[Opening Data records section]

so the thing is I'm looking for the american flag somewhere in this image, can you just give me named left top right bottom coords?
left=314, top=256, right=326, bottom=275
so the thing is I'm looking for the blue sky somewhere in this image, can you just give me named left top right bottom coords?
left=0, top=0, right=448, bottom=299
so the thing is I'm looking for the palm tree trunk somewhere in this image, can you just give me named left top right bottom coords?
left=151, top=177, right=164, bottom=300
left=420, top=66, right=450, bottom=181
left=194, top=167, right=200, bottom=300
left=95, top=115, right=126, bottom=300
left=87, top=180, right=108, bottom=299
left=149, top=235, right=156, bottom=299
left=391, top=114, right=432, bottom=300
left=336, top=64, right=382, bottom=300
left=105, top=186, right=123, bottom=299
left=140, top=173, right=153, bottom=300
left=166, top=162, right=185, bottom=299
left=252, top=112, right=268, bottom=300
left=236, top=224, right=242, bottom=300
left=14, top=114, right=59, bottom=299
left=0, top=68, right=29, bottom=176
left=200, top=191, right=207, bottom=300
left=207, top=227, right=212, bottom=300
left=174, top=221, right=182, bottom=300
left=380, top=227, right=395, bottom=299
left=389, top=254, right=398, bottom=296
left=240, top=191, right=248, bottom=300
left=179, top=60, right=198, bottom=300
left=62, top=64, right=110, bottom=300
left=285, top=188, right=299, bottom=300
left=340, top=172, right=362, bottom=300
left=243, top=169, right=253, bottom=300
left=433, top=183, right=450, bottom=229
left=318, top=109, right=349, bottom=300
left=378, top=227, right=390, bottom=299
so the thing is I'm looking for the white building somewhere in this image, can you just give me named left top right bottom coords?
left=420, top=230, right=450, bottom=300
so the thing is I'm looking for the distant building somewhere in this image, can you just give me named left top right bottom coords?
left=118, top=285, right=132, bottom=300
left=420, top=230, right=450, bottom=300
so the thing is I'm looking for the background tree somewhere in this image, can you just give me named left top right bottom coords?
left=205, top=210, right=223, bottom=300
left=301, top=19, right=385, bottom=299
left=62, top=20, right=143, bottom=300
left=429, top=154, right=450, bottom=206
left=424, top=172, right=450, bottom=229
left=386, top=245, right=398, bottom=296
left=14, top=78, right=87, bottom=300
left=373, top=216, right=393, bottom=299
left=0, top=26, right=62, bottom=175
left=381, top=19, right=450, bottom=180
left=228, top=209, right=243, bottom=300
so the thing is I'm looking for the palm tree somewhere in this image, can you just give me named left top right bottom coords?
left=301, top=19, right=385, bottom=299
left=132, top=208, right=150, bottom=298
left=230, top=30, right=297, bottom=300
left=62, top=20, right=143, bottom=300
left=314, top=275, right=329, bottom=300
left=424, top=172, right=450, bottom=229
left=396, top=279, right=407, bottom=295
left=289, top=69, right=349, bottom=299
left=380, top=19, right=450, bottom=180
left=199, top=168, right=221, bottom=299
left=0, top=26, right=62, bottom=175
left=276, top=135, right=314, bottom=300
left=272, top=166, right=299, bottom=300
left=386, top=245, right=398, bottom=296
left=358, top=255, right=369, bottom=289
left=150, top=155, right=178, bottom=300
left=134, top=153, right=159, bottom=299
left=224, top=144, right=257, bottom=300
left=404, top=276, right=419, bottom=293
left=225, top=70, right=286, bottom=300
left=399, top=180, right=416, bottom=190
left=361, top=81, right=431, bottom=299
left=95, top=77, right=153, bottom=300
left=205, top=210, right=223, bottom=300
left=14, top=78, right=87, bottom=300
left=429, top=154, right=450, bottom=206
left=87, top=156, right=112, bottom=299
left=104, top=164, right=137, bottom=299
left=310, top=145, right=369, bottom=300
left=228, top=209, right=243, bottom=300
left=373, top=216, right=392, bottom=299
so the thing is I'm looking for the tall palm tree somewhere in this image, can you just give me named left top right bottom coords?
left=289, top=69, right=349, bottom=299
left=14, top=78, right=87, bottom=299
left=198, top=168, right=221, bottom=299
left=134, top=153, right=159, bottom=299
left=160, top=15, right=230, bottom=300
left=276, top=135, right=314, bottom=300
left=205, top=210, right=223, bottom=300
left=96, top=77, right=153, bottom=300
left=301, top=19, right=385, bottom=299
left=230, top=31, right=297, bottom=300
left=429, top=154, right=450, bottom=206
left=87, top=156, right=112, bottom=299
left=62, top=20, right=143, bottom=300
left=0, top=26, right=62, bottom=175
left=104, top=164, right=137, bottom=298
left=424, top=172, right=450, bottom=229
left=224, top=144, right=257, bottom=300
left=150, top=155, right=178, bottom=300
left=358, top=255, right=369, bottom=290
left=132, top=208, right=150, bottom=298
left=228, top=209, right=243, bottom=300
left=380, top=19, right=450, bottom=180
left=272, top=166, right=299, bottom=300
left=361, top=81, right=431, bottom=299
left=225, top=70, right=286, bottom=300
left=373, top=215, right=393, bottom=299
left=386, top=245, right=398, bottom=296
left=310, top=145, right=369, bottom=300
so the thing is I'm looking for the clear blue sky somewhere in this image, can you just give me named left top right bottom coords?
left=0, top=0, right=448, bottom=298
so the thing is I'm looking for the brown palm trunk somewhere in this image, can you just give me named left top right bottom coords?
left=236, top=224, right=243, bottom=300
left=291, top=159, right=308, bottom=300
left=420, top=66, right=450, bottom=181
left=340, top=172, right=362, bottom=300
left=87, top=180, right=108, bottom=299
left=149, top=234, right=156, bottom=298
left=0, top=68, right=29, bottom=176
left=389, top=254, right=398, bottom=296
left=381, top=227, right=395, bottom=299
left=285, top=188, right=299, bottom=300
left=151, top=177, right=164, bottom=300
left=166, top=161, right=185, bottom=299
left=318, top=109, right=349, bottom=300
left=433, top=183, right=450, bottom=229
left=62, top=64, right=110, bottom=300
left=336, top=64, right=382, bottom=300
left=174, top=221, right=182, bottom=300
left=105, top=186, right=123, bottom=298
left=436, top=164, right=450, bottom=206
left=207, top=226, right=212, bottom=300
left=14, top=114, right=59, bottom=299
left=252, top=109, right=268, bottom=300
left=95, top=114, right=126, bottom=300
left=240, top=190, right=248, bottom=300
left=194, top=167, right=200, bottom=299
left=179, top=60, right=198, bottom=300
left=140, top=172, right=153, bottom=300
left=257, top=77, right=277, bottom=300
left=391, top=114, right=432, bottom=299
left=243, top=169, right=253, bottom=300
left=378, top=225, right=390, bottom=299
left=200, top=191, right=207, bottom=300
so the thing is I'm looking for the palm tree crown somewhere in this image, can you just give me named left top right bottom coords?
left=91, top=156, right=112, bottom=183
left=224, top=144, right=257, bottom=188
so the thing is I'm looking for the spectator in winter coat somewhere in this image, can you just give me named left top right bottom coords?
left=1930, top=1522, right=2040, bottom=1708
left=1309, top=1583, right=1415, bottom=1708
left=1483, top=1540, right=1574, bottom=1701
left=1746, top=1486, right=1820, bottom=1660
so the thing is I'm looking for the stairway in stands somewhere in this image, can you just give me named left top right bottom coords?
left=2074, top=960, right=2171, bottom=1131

[Closing Data records section]

Top to bottom, set down the entries above word for word.

so the thing is I'm looking for the american flag somewhere in this image, can you just give me named left top right bottom coords?
left=314, top=256, right=326, bottom=275
so the thing is I'm looking for the blue sky somewhere in this image, can you just give me named left top right bottom coords?
left=0, top=0, right=448, bottom=299
so the thing is I'm looking for the palm tree trunk somewhere in this image, can you just give me named left top right bottom coords?
left=151, top=177, right=164, bottom=300
left=420, top=66, right=450, bottom=181
left=194, top=167, right=200, bottom=300
left=95, top=115, right=126, bottom=300
left=87, top=180, right=108, bottom=299
left=149, top=235, right=156, bottom=299
left=391, top=114, right=432, bottom=300
left=336, top=64, right=382, bottom=300
left=105, top=186, right=123, bottom=299
left=140, top=173, right=153, bottom=300
left=166, top=162, right=185, bottom=299
left=252, top=112, right=268, bottom=300
left=236, top=224, right=242, bottom=300
left=14, top=114, right=59, bottom=299
left=0, top=68, right=29, bottom=176
left=200, top=191, right=207, bottom=300
left=207, top=227, right=212, bottom=300
left=174, top=221, right=182, bottom=300
left=380, top=227, right=395, bottom=299
left=389, top=254, right=398, bottom=296
left=240, top=191, right=248, bottom=300
left=179, top=60, right=198, bottom=300
left=62, top=64, right=110, bottom=300
left=285, top=188, right=299, bottom=300
left=340, top=172, right=362, bottom=300
left=243, top=169, right=253, bottom=300
left=433, top=183, right=450, bottom=229
left=318, top=109, right=349, bottom=300
left=378, top=227, right=390, bottom=299
so the thing is I'm looking for the white building somewhere in this image, can you just give me named left top right bottom coords?
left=420, top=230, right=450, bottom=300
so the thing is I'm looking for the distant building somewhere in this image, can you just give me named left top right bottom coords?
left=118, top=285, right=132, bottom=300
left=420, top=230, right=450, bottom=300
so the thing is I'm looking for the background tree somewhere in this image, can you just give me named left top right bottom coords?
left=205, top=210, right=223, bottom=300
left=301, top=19, right=385, bottom=299
left=62, top=20, right=143, bottom=300
left=429, top=154, right=450, bottom=206
left=424, top=172, right=450, bottom=229
left=386, top=245, right=398, bottom=296
left=14, top=78, right=87, bottom=300
left=373, top=216, right=393, bottom=299
left=0, top=26, right=62, bottom=175
left=381, top=19, right=450, bottom=180
left=228, top=209, right=243, bottom=300
so the thing is I'm looking for the palm tree somewhere in this image, can you just give me named left top right bottom coords?
left=301, top=19, right=385, bottom=299
left=132, top=208, right=150, bottom=298
left=230, top=30, right=297, bottom=300
left=62, top=20, right=143, bottom=300
left=314, top=275, right=329, bottom=300
left=424, top=172, right=450, bottom=229
left=396, top=279, right=407, bottom=295
left=289, top=69, right=349, bottom=299
left=380, top=19, right=450, bottom=180
left=199, top=168, right=221, bottom=299
left=0, top=26, right=62, bottom=175
left=276, top=135, right=314, bottom=300
left=272, top=166, right=299, bottom=300
left=386, top=245, right=398, bottom=296
left=358, top=255, right=369, bottom=289
left=150, top=155, right=178, bottom=300
left=134, top=153, right=159, bottom=299
left=224, top=144, right=257, bottom=300
left=404, top=276, right=419, bottom=293
left=225, top=70, right=286, bottom=300
left=399, top=180, right=416, bottom=190
left=361, top=81, right=431, bottom=299
left=95, top=77, right=153, bottom=300
left=205, top=210, right=223, bottom=300
left=14, top=78, right=87, bottom=300
left=429, top=154, right=450, bottom=206
left=87, top=156, right=112, bottom=299
left=104, top=164, right=137, bottom=299
left=310, top=145, right=369, bottom=300
left=228, top=209, right=243, bottom=300
left=373, top=216, right=392, bottom=299
so the thing is I'm looking for the tall palm tree somewhere in this image, can you just give me named left top right bottom coords?
left=289, top=69, right=349, bottom=299
left=14, top=78, right=87, bottom=299
left=198, top=168, right=221, bottom=299
left=134, top=153, right=159, bottom=299
left=160, top=15, right=230, bottom=300
left=276, top=135, right=314, bottom=300
left=205, top=210, right=223, bottom=300
left=96, top=77, right=153, bottom=300
left=301, top=19, right=385, bottom=299
left=230, top=31, right=297, bottom=300
left=429, top=154, right=450, bottom=206
left=87, top=156, right=112, bottom=299
left=62, top=20, right=143, bottom=300
left=0, top=26, right=62, bottom=175
left=104, top=164, right=137, bottom=298
left=424, top=172, right=450, bottom=229
left=224, top=144, right=257, bottom=300
left=150, top=155, right=178, bottom=300
left=358, top=255, right=369, bottom=290
left=132, top=208, right=150, bottom=298
left=228, top=209, right=243, bottom=300
left=380, top=19, right=450, bottom=180
left=272, top=166, right=299, bottom=300
left=361, top=81, right=431, bottom=299
left=225, top=70, right=286, bottom=300
left=373, top=215, right=393, bottom=299
left=386, top=245, right=398, bottom=296
left=310, top=145, right=369, bottom=300
so the thing is I'm looking for the clear blue sky somewhere in this image, can you just give me named left top right bottom coords?
left=0, top=0, right=448, bottom=298
so the thing is I'm looking for the brown palm trunk somewhere in this image, can you just give me named left top right bottom coords?
left=236, top=224, right=243, bottom=300
left=291, top=159, right=308, bottom=300
left=420, top=66, right=450, bottom=181
left=340, top=172, right=362, bottom=300
left=87, top=180, right=108, bottom=299
left=149, top=234, right=156, bottom=298
left=0, top=68, right=29, bottom=176
left=389, top=254, right=398, bottom=296
left=381, top=227, right=395, bottom=299
left=285, top=188, right=299, bottom=300
left=151, top=177, right=164, bottom=300
left=166, top=161, right=185, bottom=299
left=318, top=109, right=349, bottom=300
left=433, top=183, right=450, bottom=229
left=62, top=64, right=110, bottom=300
left=336, top=64, right=382, bottom=300
left=174, top=221, right=182, bottom=300
left=105, top=186, right=123, bottom=298
left=436, top=164, right=450, bottom=206
left=207, top=226, right=212, bottom=300
left=14, top=114, right=59, bottom=299
left=252, top=109, right=268, bottom=300
left=95, top=114, right=126, bottom=300
left=240, top=190, right=248, bottom=300
left=194, top=167, right=200, bottom=299
left=179, top=60, right=198, bottom=300
left=140, top=172, right=153, bottom=300
left=257, top=77, right=277, bottom=300
left=391, top=114, right=432, bottom=299
left=243, top=169, right=253, bottom=300
left=378, top=225, right=390, bottom=299
left=200, top=191, right=207, bottom=300
so the thing is I'm looking for the palm tree crown somewhere in this image, can you just give me named left top right bottom coords?
left=91, top=156, right=112, bottom=183
left=224, top=144, right=257, bottom=188
so the thing is I'm looking for the spectator in winter coat somewhere in this image, can you just give me named left top right bottom coords?
left=1930, top=1522, right=2040, bottom=1708
left=1309, top=1583, right=1415, bottom=1708
left=1483, top=1540, right=1574, bottom=1701
left=1746, top=1486, right=1820, bottom=1660
so the thing is I'm looking for the stairway in stands somewhere in this image, can you just give me named left top right bottom coords?
left=2074, top=960, right=2171, bottom=1131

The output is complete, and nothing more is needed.